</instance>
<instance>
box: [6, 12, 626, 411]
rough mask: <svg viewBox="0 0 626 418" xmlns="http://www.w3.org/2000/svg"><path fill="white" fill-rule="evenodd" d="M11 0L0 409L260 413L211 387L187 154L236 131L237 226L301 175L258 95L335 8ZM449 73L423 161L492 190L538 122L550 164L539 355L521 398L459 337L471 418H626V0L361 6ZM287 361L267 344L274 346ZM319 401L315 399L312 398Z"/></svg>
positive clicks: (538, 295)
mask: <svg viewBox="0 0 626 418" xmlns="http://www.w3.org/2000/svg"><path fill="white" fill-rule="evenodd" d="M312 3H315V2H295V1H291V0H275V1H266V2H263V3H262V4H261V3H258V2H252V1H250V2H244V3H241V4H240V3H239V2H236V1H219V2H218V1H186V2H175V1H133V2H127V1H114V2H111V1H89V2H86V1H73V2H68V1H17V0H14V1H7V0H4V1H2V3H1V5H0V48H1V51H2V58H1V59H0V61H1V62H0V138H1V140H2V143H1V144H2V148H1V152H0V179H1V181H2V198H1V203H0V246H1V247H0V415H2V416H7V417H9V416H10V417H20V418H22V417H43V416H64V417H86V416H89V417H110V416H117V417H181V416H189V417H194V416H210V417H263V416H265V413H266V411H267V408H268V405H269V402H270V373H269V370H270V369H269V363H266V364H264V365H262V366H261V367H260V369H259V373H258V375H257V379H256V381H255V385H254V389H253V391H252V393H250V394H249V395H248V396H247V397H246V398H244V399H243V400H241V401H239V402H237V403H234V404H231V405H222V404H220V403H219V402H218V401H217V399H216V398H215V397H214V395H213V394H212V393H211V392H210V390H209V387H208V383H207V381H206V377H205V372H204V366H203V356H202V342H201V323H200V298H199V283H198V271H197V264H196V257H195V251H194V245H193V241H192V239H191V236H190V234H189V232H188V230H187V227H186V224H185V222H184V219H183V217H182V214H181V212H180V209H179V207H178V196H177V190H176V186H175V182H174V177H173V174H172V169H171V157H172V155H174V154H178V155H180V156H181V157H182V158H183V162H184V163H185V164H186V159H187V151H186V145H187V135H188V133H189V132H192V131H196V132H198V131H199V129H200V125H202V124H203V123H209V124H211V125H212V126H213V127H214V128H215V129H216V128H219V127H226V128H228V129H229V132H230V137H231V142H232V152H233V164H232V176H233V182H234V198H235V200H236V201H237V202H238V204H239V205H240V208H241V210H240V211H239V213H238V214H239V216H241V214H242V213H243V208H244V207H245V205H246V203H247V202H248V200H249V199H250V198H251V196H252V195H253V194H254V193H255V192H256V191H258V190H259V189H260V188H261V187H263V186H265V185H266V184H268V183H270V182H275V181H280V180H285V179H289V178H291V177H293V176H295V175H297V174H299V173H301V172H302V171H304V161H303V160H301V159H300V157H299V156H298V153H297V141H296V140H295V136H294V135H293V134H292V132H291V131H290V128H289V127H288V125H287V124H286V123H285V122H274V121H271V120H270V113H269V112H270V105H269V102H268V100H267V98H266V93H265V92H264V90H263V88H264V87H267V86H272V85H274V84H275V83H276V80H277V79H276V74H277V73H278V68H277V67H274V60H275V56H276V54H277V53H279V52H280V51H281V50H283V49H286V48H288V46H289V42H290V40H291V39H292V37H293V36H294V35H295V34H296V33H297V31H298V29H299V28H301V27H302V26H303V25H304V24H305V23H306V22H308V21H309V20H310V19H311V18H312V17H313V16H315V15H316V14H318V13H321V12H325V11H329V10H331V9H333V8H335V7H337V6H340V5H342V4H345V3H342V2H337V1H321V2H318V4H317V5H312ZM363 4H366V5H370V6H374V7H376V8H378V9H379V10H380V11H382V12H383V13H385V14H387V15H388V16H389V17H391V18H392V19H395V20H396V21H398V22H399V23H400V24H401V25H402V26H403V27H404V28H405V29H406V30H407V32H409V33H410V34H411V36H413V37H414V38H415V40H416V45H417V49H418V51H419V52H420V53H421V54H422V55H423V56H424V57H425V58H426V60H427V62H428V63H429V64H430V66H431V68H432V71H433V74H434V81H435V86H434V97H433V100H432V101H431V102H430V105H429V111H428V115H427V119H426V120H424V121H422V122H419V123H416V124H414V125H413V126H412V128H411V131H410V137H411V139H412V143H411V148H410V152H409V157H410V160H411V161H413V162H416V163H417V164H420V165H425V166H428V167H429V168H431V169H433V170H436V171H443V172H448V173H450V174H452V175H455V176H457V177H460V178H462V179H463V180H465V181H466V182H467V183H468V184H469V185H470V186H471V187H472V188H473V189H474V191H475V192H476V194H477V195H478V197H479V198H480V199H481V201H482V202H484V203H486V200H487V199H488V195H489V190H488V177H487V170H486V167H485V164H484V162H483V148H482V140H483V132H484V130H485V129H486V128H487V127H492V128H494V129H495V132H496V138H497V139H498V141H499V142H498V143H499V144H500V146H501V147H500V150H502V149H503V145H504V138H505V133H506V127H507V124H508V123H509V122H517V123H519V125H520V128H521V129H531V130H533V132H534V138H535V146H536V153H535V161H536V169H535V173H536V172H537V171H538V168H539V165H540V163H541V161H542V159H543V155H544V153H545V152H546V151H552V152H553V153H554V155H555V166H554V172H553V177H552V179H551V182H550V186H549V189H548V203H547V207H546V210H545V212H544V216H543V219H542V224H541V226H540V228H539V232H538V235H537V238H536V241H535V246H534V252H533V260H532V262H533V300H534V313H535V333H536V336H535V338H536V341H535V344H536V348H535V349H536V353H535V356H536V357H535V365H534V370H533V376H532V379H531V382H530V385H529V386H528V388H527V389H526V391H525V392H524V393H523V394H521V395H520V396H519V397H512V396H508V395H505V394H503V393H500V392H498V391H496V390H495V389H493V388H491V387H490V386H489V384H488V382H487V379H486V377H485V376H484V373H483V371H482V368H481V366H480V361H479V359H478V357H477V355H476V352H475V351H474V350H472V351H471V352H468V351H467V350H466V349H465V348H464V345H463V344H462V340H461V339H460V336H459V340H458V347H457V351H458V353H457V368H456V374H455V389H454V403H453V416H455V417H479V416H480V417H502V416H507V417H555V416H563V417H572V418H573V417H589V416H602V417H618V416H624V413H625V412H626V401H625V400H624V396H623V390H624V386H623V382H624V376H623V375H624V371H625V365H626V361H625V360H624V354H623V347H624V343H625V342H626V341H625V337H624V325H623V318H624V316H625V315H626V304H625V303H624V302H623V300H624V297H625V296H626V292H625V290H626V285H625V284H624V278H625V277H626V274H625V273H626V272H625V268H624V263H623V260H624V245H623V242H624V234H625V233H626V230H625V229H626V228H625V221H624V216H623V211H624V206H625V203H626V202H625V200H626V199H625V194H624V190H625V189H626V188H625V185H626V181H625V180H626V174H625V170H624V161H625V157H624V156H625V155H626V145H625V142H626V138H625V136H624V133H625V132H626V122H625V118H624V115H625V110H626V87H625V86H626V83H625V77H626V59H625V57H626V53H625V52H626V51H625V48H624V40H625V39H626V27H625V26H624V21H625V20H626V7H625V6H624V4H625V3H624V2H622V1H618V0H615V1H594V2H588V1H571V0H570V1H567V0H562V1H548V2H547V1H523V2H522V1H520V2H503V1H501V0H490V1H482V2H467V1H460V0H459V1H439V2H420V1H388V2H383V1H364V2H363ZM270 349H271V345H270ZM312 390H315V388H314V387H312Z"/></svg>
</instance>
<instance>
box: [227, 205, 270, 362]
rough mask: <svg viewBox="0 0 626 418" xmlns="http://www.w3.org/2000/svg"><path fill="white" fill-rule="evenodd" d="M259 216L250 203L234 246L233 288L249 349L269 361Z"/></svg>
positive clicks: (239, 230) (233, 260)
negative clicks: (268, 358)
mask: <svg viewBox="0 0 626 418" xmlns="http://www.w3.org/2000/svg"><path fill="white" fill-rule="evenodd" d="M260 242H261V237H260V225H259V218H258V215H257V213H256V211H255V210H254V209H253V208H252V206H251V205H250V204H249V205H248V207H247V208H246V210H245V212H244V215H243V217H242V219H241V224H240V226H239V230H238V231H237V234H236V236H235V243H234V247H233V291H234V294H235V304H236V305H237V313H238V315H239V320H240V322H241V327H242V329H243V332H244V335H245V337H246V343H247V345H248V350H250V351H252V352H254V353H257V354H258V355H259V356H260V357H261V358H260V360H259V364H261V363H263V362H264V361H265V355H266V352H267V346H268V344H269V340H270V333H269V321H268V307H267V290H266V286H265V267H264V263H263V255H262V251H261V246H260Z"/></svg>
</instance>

- - -

→ Work task: Write out the records from their first line through the line containing "positive clicks: (538, 295)", both included, reproducing each line without change.

→ Solution for this exercise:
</instance>
<instance>
box: [6, 12, 626, 411]
rough mask: <svg viewBox="0 0 626 418" xmlns="http://www.w3.org/2000/svg"><path fill="white" fill-rule="evenodd" d="M11 0L0 409L260 413L211 387L187 154L236 131L237 226L301 175L258 95L335 8ZM449 73L423 161L492 190L538 122L550 164L539 355L521 398L459 337L471 418H626V0L361 6ZM287 361L267 344L274 346ZM319 401L315 399L312 398Z"/></svg>
positive clicks: (538, 295)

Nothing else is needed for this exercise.